Jun
03

A salary too high or simply too many employees?

By · Published in 2010

The Empire State Center for New York State Policy — a project for the right-of-center Manhattan Institute which has turned out-of-control pension costs into its cause célèbre — released its entire MTA payroll data for 2009 yesterday, and as we can imagine, the hand-wringing has begun. If we want to assign blame, though, a bloated work force could trump inflated salaries.

As the Empire Center reported, the MTA’s total payroll increased by 2.4 percent in 2009. With the TWU, one of the MTA’s largest unions, earning its members a four percent raise last year, some of the MTA’s cost-cutting measures must have been successful. Meanwhile, more than 10 percent of the workforce take home salaries in excess of $100,000. The Center published a PDF list of the top 100 earners, and by and large, these are people who deserve their salaries. Compensation under $300,000 for agency heads seems downright cheap compared to what these workers would make in the private sector.

###

= TASK BRIEF =
Print the MTA payroll post in full, word for word. The listing that follows the text was taken from a separate source.

Point notes for photos:

###

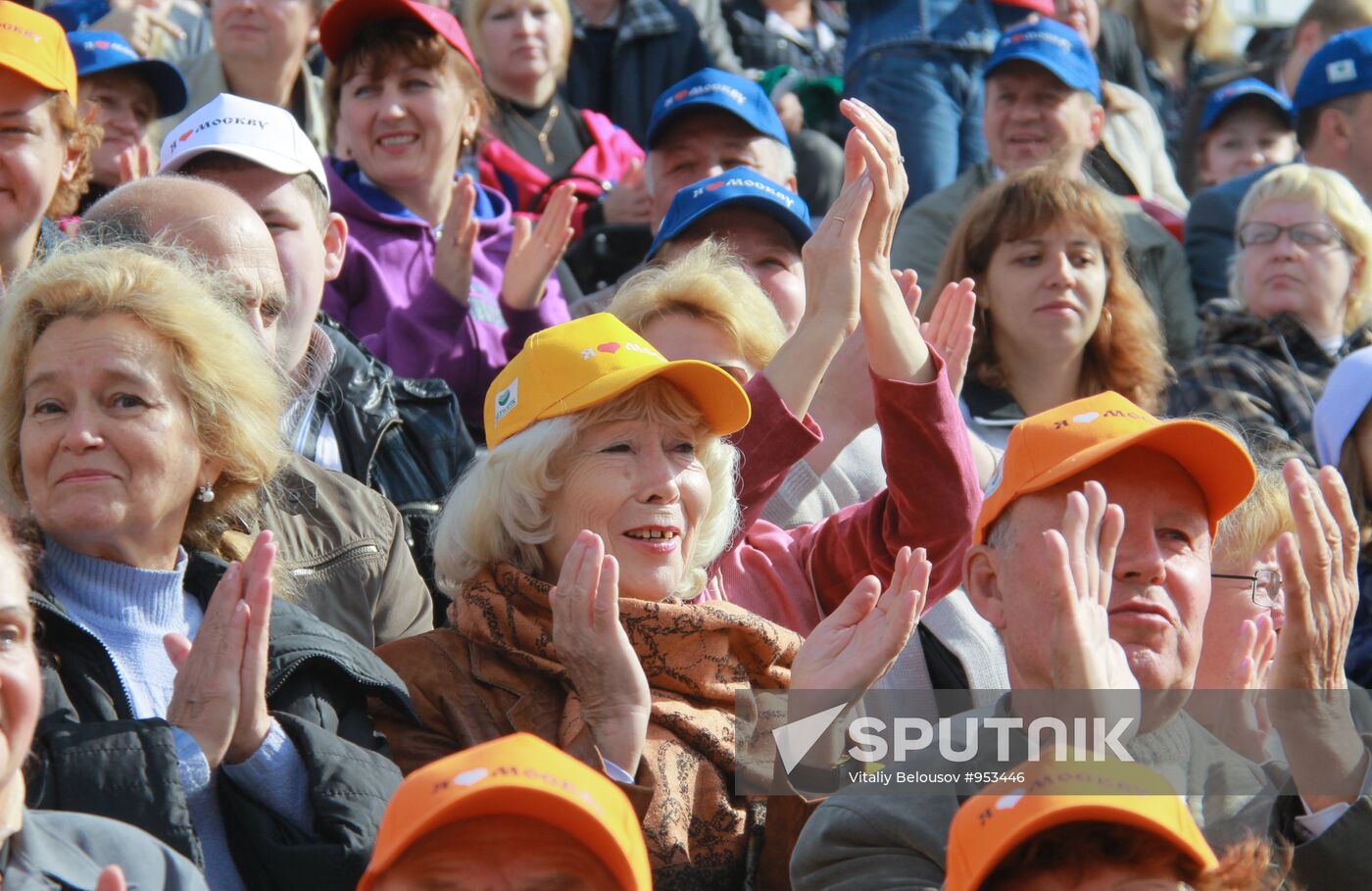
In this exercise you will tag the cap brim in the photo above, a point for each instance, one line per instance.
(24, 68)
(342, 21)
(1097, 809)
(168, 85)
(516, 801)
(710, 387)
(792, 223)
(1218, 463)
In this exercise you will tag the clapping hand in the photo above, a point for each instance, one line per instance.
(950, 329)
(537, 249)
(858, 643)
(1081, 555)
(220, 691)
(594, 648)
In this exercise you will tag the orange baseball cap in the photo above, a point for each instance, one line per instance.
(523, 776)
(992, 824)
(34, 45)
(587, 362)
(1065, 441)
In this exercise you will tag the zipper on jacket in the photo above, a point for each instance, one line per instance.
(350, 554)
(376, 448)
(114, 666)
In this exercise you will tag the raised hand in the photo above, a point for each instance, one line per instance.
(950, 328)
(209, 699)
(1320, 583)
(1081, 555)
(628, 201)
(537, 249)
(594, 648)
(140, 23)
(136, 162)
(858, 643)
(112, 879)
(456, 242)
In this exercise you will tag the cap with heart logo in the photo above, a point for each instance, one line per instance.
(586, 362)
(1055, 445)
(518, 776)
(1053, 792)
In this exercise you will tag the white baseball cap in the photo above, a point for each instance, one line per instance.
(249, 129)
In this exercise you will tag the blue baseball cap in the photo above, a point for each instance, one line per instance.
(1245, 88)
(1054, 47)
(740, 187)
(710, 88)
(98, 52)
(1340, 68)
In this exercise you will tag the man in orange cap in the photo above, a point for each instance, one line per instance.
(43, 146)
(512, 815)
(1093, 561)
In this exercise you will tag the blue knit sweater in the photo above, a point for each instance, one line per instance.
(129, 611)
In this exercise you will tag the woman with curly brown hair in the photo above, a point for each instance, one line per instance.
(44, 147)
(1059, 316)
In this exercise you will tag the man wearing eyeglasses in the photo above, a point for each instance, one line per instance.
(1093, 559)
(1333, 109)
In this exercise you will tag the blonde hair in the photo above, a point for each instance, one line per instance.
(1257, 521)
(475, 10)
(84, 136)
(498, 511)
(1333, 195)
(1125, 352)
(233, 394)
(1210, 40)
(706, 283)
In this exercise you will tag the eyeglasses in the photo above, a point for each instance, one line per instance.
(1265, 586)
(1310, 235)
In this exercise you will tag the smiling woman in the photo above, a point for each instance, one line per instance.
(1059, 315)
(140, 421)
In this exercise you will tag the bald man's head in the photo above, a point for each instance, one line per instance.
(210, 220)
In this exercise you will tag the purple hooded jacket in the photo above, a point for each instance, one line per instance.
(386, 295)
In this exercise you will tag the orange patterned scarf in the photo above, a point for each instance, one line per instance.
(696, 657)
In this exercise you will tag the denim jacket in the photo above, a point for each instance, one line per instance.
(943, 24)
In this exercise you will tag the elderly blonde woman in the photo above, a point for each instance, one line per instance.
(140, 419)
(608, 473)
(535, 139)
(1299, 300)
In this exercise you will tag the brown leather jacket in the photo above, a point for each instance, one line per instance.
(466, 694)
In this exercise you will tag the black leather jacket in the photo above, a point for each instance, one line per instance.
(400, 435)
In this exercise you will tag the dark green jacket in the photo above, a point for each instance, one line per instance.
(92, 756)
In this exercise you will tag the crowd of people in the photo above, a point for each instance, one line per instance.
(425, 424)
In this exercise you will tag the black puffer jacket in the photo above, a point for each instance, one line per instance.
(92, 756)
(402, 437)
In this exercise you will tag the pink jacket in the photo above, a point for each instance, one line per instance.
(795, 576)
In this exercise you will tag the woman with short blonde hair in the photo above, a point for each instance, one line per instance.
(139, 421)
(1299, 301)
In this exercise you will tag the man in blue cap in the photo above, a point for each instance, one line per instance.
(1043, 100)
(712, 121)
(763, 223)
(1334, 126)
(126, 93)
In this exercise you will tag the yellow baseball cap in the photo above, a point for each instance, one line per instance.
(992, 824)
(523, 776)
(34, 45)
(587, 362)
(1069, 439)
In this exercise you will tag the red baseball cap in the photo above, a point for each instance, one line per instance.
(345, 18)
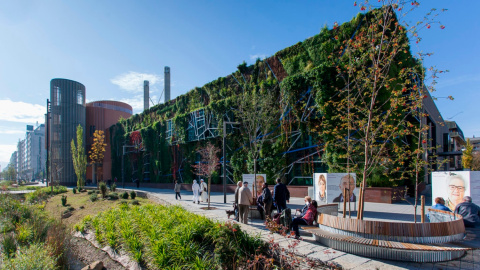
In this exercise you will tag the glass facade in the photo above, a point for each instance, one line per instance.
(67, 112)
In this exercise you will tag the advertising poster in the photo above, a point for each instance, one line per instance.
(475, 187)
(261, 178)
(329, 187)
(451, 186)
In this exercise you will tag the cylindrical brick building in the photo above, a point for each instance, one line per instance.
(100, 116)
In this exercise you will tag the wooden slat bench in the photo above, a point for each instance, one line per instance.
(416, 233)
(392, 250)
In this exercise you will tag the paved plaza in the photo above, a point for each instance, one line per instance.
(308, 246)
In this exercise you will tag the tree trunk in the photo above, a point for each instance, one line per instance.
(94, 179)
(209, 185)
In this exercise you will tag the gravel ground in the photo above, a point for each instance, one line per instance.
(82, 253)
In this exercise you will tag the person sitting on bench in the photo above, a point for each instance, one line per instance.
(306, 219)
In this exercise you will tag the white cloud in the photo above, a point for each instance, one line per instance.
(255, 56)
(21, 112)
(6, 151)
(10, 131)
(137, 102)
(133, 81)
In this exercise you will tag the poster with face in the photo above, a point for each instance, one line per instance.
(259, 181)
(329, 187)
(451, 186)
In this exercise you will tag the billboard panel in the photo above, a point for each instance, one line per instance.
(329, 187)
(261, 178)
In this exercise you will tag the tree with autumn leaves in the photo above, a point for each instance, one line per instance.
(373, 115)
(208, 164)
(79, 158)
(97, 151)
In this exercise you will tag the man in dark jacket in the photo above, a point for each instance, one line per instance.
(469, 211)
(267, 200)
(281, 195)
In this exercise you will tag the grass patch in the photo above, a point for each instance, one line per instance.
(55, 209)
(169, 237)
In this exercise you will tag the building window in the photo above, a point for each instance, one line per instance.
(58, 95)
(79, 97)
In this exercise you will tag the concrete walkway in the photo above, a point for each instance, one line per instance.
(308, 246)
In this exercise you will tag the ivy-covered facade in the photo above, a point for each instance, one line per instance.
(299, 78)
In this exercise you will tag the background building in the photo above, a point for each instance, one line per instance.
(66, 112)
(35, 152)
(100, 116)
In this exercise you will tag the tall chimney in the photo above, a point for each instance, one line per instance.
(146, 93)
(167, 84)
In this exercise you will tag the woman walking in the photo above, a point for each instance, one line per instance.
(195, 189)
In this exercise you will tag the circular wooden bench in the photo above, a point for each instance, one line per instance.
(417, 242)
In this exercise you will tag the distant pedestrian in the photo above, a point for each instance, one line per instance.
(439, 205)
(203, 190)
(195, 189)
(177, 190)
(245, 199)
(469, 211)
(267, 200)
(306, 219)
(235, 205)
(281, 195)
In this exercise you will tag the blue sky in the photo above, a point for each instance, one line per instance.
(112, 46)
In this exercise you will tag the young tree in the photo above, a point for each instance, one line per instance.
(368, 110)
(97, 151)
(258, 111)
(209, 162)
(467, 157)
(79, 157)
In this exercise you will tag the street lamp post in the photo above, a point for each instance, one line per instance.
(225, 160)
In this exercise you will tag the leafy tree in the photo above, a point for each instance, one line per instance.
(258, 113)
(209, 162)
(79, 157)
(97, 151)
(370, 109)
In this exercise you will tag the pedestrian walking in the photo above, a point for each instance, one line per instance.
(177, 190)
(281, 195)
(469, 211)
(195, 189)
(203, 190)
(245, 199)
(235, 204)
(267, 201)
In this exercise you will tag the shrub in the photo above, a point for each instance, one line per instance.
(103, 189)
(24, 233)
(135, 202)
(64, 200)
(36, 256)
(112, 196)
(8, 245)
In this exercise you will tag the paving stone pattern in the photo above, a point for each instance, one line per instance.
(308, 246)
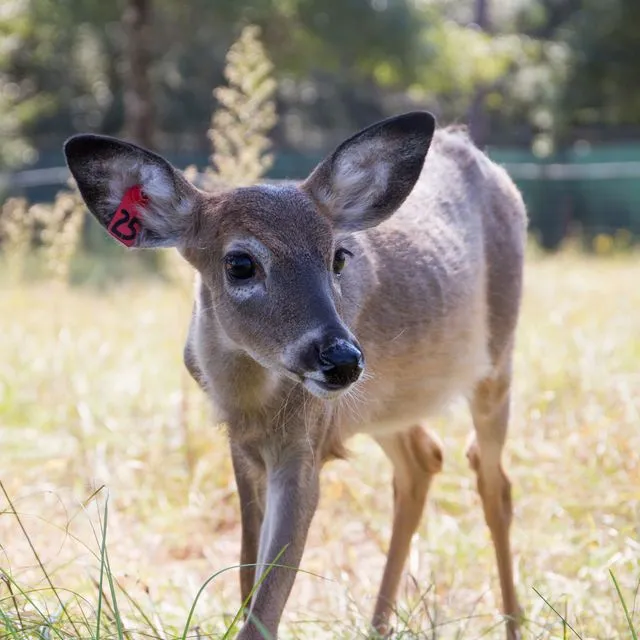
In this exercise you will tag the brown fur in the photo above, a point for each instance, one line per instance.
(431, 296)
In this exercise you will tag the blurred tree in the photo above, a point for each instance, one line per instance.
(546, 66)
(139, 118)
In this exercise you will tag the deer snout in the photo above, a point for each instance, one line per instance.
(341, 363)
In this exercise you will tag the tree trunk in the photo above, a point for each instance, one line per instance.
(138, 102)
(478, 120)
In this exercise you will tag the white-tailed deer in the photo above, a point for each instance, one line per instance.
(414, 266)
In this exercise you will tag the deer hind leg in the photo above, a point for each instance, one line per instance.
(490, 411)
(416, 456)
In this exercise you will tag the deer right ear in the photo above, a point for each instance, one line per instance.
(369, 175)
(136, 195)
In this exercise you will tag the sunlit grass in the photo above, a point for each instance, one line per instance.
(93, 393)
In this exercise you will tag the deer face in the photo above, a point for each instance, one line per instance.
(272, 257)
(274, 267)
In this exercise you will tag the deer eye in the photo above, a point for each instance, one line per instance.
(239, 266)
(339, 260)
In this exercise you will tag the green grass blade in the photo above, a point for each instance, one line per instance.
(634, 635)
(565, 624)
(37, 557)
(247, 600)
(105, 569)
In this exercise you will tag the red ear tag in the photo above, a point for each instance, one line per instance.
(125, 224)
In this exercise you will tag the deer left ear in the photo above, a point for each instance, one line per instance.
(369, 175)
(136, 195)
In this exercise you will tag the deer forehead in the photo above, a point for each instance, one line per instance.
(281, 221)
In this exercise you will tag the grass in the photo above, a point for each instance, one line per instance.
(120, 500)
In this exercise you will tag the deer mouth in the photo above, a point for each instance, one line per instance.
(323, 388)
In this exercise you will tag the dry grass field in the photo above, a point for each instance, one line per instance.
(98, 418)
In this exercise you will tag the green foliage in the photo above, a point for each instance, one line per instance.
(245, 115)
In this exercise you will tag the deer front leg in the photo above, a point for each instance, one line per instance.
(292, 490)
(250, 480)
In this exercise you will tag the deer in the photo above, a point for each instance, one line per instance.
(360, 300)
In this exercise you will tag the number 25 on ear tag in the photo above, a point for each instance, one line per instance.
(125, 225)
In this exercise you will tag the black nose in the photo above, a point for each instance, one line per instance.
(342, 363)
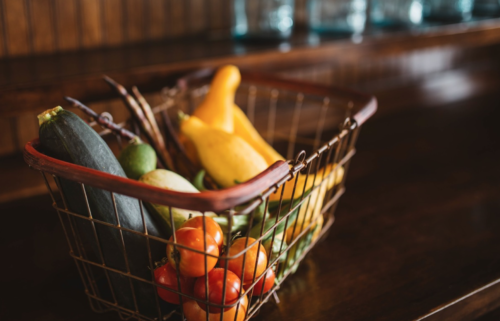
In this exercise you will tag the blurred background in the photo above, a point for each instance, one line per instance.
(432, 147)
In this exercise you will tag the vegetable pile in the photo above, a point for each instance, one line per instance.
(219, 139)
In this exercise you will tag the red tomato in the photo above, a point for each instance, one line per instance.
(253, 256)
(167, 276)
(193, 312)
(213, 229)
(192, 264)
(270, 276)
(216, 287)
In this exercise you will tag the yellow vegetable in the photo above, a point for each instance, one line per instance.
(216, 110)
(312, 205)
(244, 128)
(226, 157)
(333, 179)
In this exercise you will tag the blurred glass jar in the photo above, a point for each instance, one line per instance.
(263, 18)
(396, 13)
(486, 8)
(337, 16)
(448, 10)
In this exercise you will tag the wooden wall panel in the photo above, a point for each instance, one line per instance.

###

= RIGHT ANSWER =
Jun
03

A salary too high or simply too many employees?

By · Published in 2010

The Empire State Center for New York State Policy — a project for the right-of-center Manhattan Institute which has turned out-of-control pension costs into its cause célèbre — released its entire MTA payroll data for 2009 yesterday, and as we can imagine, the hand-wringing has begun. If we want to assign blame, though, a bloated work force could trump inflated salaries.

As the Empire Center reported, the MTA’s total payroll increased by 2.4 percent in 2009. With the TWU, one of the MTA’s largest unions, earning its members a four percent raise last year, some of the MTA’s cost-cutting measures must have been successful. Meanwhile, more than 10 percent of the workforce take home salaries in excess of $100,000. The Center published a PDF list of the top 100 earners, and by and large, these are people who deserve their salaries. Compensation under $300,000 for agency heads seems downright cheap compared to what these workers would make in the private sector.